> _Text_:

#####

They could kick the retailers out. That’s not ideal, said Douglas Bregman, a managing partner at Bregman, Berbert, Schwartz & Gilday who also teaches at Columbia Law School. “The landlords have a dark space in their shopping centers,” he said.

They could sue their tenants for rent, but often that’s a dead end, Bregman said. 

Simon Property Group, owner of many malls and several distressed retailers, decided to make deals instead. In commercial real estate, it’s a somewhat common practice to base rent, at least partly, on a retailer’s sales. “It’s not all sales. It’s sales above what’s called a break point,” Bregman explained.

The retailer usually pays a minimum rent. Then if its sales hit that break point, say $1 million, it gives the landlord a cut, a percentage. Bregman said, “You know, typically in the neighborhood of, say, 7%.”

In its earnings call Monday, CEO David Simon said that over the past year, Simon Property Group agreed to lower many of its tenants’ base rents if they agreed to lower that break point.

#####

> _Data extract_:

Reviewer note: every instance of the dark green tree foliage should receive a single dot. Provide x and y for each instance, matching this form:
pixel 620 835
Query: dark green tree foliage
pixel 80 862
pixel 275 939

#####

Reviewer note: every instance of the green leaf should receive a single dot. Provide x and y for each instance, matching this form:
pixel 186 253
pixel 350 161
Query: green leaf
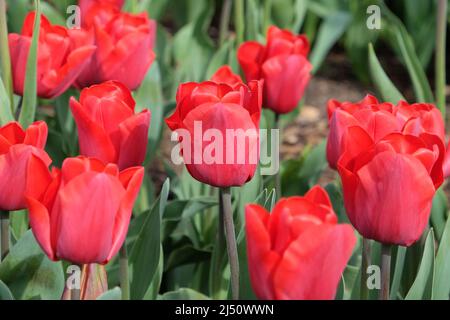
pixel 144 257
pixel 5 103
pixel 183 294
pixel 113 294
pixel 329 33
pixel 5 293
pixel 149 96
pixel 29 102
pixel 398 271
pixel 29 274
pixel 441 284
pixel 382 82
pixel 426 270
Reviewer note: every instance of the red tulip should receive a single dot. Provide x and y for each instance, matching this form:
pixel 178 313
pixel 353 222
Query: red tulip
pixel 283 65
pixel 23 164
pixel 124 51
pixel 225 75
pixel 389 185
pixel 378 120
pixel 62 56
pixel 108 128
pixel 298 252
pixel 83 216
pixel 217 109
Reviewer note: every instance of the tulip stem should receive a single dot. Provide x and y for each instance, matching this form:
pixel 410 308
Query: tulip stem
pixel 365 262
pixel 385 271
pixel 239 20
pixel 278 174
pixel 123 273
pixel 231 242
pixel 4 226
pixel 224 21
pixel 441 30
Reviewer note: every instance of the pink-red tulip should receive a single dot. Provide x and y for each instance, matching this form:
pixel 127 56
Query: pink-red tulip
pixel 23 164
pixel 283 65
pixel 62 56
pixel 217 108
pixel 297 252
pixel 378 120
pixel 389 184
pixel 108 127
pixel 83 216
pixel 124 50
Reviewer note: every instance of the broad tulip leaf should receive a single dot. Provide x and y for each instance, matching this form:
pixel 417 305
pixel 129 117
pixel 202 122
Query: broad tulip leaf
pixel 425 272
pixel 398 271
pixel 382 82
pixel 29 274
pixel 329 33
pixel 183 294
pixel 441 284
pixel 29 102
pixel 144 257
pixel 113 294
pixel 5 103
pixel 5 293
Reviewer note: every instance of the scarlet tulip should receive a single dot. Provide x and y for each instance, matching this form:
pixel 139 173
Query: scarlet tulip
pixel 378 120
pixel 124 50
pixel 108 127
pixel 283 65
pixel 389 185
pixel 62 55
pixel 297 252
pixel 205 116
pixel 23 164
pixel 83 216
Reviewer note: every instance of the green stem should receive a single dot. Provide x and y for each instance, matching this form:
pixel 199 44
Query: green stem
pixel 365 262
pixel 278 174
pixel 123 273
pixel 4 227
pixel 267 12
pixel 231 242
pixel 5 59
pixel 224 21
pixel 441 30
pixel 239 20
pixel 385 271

#####

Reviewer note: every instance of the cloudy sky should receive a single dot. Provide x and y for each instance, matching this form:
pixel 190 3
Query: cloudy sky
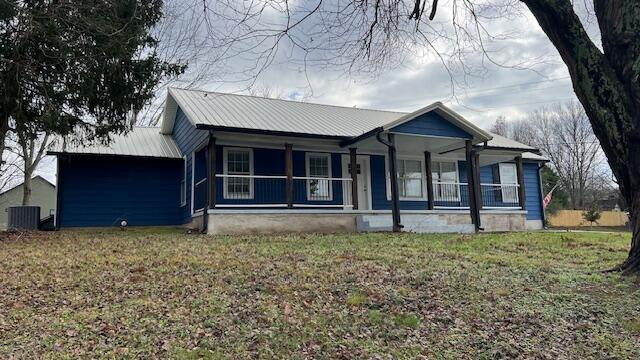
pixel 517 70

#####

> _Required work_:
(1) Copy the passage about mall landlords and retail rents from "They could kick" to "end, Bregman said.", keeping the wording unchanged.
(2) Answer these questions using the passage about mall landlords and retail rents:
(a) Where does Douglas Bregman teach?
(b) What percentage does Bregman call typical for the landlord's cut of sales above the break point?
(c) On what day did David Simon speak on the earnings call?
(3) Continue the passage about mall landlords and retail rents, starting right after its final sentence.

> _Results of the exercise_:
(1)
They could kick the retailers out. That’s not ideal, said Douglas Bregman, a managing partner at Bregman, Berbert, Schwartz & Gilday who also teaches at Columbia Law School. “The landlords have a dark space in their shopping centers,” he said.

They could sue their tenants for rent, but often that’s a dead end, Bregman said.

(2)
(a) Columbia Law School
(b) About 7%
(c) Monday

(3)
David Auerbach, an institutional trader with World Equity Group, said Simon was essentially saying, “We’re betting on you to recover, but because we’re giving you this little lifeline, when you hit your certain level, we’re going to be coming with our purse open, expecting our share of it as well.”

It means that as the economy recovers and retailers’ sales increase, Simon could see big payouts. It has been tying its fate to its tenants.

“I’ll take it a step further,” Auerbach said. “It’s tying its fate to the recovery of the entire industry.”

And to consumers. If you think about it, Simon has already been making this bet in another way. During the pandemic, its investment group snapped up several distressed retailers, including Brooks Brothers, Lucky Brand Jeans and, just this month, Eddie Bauer.